## [WORK INSTRUCTIONS]
• A. Return the stretch of the research overview from "2) The regulation" through "of complex traits.", copied word for word.
• B. According to the research overview, which two insect developmental hormones are studied in the work on polyphenic development?
• C. In one to three sentences, explain why the research overview calls the control of body and organ size in insects a systems property.

## [GIVEN PASSAGE]
Fred Nijhout is broadly interested in developmental physiology and in the interactions between development and evolution. He has several lines of research ongoing in his laboratory that on the surface may look independent from one another, but all share a conceptual interest in understanding how complex traits arise through, and are affected by, the interaction of genetic and environmental factors.
1) The control of polyphenic development in insects.
This work attempts to understand how the insect developmental hormones, ecdysone and juvenile hormone, act to control alternative developmental pathways within a single individual. His studies and those of his students have dealt with the control of sequential polyphenism in metamorphosis, of alternate polyphenisms in caste determination of social insects and the many seasonal forms of insects.
2) The regulation of organ and body size in insects.
Ongoing research deals with the mechanism by which insects asses their body size and stop growing when they have achieved a characteristic size. Other studies deal with the control of growth and size of imaginal disks. This work is revealing that the control of body and organ size does not reside in any specific cellular or molecular mechanism but that it is a systems property in which cellular, physiological and environmental signals all contribute in inextricable ways to produce the final phenotype.
3) The development and evolution of color patterns in Lepidoptera.
Ongoing research attempts to elucidate the evolution of mimicry using genetic and genomic approaches.
4) The development, genetics and evolution of complex traits.

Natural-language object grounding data
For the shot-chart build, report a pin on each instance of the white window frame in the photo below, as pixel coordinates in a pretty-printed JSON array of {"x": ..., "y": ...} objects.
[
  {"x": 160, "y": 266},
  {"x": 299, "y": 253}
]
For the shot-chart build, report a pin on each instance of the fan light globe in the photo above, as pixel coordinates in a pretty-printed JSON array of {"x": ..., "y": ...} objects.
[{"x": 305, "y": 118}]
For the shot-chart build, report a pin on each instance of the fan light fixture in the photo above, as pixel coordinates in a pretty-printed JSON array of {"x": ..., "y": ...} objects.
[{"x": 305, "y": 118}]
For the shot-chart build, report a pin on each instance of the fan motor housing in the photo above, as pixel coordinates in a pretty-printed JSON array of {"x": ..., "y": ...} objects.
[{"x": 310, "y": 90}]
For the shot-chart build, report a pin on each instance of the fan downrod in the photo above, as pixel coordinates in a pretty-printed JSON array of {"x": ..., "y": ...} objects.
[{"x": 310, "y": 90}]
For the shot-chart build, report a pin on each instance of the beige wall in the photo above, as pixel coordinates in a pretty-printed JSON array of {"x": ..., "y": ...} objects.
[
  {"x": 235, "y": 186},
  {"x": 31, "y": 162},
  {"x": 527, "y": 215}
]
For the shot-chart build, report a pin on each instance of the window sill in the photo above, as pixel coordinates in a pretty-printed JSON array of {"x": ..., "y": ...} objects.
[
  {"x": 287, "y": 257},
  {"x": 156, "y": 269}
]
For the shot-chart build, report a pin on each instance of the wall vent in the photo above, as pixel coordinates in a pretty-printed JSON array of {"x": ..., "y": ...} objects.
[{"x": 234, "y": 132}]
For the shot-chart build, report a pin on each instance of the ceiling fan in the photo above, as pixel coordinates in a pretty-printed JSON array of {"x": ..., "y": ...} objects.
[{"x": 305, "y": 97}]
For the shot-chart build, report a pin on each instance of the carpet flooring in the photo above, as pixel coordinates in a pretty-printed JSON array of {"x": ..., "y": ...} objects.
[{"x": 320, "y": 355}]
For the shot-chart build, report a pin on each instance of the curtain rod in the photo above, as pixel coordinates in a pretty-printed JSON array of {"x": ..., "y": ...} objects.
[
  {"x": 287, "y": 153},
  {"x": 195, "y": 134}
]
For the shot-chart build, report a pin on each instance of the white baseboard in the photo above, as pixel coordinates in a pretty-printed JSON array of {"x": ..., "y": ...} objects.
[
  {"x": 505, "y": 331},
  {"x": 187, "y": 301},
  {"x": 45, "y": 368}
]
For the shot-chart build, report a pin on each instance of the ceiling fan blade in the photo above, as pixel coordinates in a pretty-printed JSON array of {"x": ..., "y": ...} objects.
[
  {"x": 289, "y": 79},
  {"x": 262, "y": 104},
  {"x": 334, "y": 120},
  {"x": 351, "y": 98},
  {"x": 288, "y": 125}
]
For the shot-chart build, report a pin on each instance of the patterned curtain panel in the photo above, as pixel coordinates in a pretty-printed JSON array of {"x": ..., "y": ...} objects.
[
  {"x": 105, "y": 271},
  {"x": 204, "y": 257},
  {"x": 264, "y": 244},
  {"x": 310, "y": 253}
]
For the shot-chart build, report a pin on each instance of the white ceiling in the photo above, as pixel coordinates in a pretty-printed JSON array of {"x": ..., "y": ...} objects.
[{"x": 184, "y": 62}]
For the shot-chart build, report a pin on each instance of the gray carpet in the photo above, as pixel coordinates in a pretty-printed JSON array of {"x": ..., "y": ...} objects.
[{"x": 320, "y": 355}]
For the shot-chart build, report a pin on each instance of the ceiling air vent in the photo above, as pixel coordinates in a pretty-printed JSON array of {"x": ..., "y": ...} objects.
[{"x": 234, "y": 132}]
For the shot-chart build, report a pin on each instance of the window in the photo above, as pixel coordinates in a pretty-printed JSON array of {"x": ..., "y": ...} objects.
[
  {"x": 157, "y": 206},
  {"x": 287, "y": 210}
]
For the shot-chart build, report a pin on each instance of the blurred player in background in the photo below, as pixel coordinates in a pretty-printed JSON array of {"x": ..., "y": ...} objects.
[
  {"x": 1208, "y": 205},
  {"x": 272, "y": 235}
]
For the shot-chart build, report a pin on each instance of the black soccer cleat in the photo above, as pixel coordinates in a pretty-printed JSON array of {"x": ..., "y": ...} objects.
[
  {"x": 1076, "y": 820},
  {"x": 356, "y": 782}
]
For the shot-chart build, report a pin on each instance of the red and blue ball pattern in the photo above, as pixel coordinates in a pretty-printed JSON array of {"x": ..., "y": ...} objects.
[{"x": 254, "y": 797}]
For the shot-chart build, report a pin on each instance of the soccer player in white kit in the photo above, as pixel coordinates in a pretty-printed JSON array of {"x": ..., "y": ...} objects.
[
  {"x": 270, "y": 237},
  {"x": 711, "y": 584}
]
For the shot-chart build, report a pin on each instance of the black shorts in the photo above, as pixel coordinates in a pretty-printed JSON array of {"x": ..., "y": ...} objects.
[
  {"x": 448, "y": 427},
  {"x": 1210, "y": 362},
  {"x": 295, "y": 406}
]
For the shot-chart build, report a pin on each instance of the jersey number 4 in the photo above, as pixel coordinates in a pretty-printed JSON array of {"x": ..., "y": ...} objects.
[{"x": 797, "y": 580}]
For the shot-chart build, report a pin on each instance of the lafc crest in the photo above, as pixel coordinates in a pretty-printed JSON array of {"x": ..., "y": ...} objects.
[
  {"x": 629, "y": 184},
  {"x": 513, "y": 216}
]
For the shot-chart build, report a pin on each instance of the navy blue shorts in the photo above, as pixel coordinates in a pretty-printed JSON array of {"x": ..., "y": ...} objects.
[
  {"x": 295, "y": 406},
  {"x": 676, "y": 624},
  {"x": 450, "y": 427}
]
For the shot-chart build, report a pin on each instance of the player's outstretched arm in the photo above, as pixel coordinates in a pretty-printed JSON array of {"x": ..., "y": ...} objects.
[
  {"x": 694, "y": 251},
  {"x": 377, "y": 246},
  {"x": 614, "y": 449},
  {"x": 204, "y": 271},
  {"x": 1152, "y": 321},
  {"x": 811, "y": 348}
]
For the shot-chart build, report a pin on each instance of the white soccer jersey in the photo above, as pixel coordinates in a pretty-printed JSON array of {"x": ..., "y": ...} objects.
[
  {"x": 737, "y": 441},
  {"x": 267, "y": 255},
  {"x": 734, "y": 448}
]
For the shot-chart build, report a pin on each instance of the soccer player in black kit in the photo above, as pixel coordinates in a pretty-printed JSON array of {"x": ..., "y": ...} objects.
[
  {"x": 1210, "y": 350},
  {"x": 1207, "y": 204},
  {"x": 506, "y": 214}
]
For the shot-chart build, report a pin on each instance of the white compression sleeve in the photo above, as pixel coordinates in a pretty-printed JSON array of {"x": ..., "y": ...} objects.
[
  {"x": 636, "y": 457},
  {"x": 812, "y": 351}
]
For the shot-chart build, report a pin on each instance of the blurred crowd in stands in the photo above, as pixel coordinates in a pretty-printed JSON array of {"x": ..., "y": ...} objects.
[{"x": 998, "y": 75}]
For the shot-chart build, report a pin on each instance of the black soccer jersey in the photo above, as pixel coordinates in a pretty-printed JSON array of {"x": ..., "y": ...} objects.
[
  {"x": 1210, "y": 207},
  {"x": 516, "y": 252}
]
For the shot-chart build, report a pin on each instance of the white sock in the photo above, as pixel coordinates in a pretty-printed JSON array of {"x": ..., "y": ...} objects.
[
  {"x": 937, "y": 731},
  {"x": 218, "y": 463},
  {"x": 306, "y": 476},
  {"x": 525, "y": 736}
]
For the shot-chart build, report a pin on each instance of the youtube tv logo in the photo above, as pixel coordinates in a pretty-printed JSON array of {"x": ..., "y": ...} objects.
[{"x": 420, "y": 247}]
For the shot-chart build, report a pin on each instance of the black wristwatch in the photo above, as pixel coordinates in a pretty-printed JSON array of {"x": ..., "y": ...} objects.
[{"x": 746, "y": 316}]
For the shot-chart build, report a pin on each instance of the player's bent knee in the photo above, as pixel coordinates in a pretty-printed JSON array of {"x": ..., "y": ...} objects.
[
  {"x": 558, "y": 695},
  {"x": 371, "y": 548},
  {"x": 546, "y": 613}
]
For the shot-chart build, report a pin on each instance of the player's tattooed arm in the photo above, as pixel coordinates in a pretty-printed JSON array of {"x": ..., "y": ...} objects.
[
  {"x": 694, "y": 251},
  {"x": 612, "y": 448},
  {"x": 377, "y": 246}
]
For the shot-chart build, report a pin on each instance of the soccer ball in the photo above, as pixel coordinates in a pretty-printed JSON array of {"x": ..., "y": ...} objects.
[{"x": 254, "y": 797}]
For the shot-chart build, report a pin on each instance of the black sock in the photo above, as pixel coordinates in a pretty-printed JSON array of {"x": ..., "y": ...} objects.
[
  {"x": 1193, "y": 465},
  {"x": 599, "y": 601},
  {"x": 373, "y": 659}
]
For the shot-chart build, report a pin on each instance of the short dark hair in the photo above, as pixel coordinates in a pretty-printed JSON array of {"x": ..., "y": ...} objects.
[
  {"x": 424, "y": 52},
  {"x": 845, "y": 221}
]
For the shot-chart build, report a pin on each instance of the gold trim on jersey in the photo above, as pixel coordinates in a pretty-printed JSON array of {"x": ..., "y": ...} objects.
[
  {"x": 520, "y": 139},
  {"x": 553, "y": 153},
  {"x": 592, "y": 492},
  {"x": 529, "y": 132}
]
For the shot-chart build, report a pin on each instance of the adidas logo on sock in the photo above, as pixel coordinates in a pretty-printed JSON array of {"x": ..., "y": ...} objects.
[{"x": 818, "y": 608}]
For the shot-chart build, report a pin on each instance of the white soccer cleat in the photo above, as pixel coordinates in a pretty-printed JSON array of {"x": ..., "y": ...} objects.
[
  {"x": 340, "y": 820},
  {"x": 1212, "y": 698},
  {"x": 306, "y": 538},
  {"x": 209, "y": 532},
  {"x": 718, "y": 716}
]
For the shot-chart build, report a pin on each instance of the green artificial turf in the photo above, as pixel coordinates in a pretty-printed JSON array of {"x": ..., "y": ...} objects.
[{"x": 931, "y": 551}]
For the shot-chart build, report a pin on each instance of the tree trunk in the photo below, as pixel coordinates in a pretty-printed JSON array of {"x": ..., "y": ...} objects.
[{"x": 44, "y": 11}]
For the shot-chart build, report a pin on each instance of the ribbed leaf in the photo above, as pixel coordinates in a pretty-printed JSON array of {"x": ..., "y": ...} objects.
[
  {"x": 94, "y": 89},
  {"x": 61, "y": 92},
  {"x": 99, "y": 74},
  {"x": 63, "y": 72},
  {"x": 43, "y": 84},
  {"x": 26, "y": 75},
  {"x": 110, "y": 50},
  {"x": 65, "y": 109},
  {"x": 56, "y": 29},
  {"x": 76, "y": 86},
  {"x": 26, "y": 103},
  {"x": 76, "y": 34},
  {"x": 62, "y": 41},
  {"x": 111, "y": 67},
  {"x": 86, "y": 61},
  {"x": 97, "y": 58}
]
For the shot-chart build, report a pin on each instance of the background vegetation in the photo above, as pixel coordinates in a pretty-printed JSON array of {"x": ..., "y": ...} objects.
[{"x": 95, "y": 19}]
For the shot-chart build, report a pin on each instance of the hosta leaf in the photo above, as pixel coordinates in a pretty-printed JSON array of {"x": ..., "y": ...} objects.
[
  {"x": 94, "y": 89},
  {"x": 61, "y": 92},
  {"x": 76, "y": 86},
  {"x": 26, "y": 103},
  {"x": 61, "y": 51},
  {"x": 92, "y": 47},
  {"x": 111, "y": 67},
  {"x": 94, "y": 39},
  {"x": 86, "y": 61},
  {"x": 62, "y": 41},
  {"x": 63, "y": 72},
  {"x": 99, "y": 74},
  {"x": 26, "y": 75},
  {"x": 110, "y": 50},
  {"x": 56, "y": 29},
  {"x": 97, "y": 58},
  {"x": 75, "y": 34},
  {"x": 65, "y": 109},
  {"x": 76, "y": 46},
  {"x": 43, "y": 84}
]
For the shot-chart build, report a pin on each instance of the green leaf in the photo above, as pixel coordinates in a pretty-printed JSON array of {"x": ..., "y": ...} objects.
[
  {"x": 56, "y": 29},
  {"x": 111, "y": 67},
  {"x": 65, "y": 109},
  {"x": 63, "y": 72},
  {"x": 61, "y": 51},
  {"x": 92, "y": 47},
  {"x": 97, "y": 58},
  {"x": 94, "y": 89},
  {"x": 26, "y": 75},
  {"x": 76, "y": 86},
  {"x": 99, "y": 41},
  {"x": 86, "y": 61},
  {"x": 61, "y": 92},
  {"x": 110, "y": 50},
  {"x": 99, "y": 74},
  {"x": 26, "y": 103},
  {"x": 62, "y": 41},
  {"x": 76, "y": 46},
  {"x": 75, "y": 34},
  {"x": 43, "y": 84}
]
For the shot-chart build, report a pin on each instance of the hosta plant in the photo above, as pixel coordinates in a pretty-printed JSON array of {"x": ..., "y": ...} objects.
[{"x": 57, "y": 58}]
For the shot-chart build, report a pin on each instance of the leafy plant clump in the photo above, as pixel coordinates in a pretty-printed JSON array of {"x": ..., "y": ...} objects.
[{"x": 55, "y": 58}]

## [SOLUTIONS TO THE PROBLEMS]
• A.
2) The regulation of organ and body size in insects.
Ongoing research deals with the mechanism by which insects asses their body size and stop growing when they have achieved a characteristic size. Other studies deal with the control of growth and size of imaginal disks. This work is revealing that the control of body and organ size does not reside in any specific cellular or molecular mechanism but that it is a systems property in which cellular, physiological and environmental signals all contribute in inextricable ways to produce the final phenotype.
3) The development and evolution of color patterns in Lepidoptera.
Ongoing research attempts to elucidate the evolution of mimicry using genetic and genomic approaches.
4) The development, genetics and evolution of complex traits.

• B. Ecdysone and juvenile hormone.

• C. The research shows that this control does not reside in any specific cellular or molecular mechanism. Instead, cellular, physiological and environmental signals all contribute in inextricable ways to produce the final phenotype.